(Material provided):

▶

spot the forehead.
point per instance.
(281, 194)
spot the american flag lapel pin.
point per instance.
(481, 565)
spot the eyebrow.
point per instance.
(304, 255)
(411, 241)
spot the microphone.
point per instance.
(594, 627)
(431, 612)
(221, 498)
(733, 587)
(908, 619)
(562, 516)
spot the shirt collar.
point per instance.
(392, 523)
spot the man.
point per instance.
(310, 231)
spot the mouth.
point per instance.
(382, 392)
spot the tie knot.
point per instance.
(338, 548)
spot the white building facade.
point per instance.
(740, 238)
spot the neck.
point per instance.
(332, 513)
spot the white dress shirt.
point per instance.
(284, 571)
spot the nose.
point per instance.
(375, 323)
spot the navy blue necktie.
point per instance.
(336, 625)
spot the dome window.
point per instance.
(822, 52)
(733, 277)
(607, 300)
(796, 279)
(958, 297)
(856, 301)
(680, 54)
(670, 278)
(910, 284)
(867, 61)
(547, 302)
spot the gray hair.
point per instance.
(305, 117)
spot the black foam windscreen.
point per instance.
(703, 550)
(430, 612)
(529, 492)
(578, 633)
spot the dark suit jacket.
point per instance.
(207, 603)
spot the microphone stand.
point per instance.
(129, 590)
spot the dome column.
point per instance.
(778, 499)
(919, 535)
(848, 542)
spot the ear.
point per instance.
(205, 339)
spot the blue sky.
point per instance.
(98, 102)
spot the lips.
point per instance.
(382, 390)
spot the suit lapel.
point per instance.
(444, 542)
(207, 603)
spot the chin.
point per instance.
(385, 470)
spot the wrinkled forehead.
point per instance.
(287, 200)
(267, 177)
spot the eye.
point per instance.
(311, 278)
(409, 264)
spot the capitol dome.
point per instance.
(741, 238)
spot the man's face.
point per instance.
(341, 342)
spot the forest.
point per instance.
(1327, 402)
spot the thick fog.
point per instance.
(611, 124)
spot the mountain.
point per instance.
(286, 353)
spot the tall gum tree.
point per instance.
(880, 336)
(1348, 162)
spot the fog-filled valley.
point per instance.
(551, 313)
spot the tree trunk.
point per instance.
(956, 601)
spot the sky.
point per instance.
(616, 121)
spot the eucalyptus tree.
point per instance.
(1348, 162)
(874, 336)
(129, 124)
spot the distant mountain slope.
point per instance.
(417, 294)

◀

(Task prompt): Copy every line of the material above word for word, from the first line through the last, with nothing added or left out.

(Written response):
spot the forehead.
point per instance.
(281, 194)
spot the american flag lapel pin.
point per instance.
(481, 565)
spot the eyebrow.
point per instance.
(304, 255)
(411, 241)
spot the microphone.
point per instance.
(594, 627)
(431, 612)
(221, 498)
(733, 587)
(908, 619)
(562, 516)
spot the shirt collar.
point per instance.
(392, 523)
spot the man.
point per instance.
(310, 231)
spot the mouth.
point per instance.
(382, 392)
spot the tie knot.
point per instance.
(338, 548)
spot the white building facade.
point per instance.
(740, 238)
spot the neck.
point per instance.
(332, 513)
spot the white dress shirt.
point per instance.
(284, 571)
spot the nose.
point per instance.
(375, 323)
spot the navy blue necktie.
point per instance.
(336, 625)
spot the dome window.
point per instance.
(822, 52)
(733, 277)
(607, 300)
(796, 279)
(958, 297)
(856, 301)
(680, 54)
(670, 278)
(910, 284)
(867, 61)
(547, 302)
spot the gray hair.
point per instance.
(305, 117)
spot the black foam windscreen.
point per instance.
(703, 550)
(430, 612)
(529, 492)
(578, 633)
spot the dark suit jacket.
point per instance.
(207, 603)
spot the microphone stand.
point per instance.
(129, 590)
spot the dome column.
point per instance.
(778, 499)
(919, 535)
(848, 542)
spot the ear.
point per instance.
(205, 339)
spot the blue sky.
point per instance.
(98, 102)
spot the lips.
point per instance.
(382, 390)
spot the suit lapel.
point per instance.
(444, 542)
(207, 603)
spot the chin.
point per instance.
(385, 470)
spot the wrinkled forehead.
point per instance.
(287, 200)
(267, 177)
spot the eye.
point per instance.
(311, 278)
(409, 264)
spot the capitol dome.
point per instance.
(741, 238)
spot the man's face.
point per instance.
(341, 342)
spot the forest.
point per instance.
(1327, 402)
spot the thick fog.
point per instance.
(611, 124)
spot the mountain.
point per instance.
(286, 353)
spot the tall gum tree.
point per instance.
(880, 336)
(1348, 162)
spot the fog-filled valley.
point per instance.
(551, 313)
spot the tree trunk.
point per instance.
(956, 601)
spot the sky.
point per instance.
(616, 121)
spot the eucalyptus tree.
point per instance.
(1348, 162)
(874, 336)
(129, 124)
spot the distant mountain slope.
point per instance.
(417, 294)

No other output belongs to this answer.